(Part of a data file)
========================================

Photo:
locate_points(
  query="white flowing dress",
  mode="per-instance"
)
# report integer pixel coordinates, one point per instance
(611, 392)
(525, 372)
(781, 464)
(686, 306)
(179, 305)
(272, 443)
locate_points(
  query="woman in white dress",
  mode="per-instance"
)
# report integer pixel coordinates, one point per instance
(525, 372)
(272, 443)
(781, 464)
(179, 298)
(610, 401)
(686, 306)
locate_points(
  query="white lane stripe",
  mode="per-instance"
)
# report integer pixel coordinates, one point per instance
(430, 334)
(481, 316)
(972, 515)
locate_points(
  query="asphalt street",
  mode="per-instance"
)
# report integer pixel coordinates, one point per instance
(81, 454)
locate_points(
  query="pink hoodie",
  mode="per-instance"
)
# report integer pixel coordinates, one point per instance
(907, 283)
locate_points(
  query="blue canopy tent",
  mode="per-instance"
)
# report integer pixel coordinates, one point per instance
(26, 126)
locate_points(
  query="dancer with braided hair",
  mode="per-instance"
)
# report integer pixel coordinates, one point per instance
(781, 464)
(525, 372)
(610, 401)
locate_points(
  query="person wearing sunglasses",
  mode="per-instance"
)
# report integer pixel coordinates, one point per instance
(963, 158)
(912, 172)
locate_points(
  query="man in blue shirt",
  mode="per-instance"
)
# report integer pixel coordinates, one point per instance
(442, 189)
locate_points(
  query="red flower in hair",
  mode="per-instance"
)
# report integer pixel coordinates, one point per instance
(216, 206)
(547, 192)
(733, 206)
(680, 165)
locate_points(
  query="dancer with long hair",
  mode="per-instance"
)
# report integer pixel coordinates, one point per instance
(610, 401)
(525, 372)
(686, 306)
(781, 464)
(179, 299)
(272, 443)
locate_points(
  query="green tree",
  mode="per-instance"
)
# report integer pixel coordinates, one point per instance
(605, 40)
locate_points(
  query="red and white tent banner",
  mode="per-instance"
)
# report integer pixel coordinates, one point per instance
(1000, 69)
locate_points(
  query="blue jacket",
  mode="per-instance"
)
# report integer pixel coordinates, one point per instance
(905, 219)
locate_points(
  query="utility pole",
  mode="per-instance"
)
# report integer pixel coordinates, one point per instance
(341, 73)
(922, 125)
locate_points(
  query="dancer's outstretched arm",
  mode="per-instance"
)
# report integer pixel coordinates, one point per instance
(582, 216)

========================================

**GIVEN EXERCISE:** Find each line in the rows above that contains the word "with" and copy those lines.

**RESPONSE TO THE TASK:**
  query="dancer with braided hair",
  query="dancer with long hair",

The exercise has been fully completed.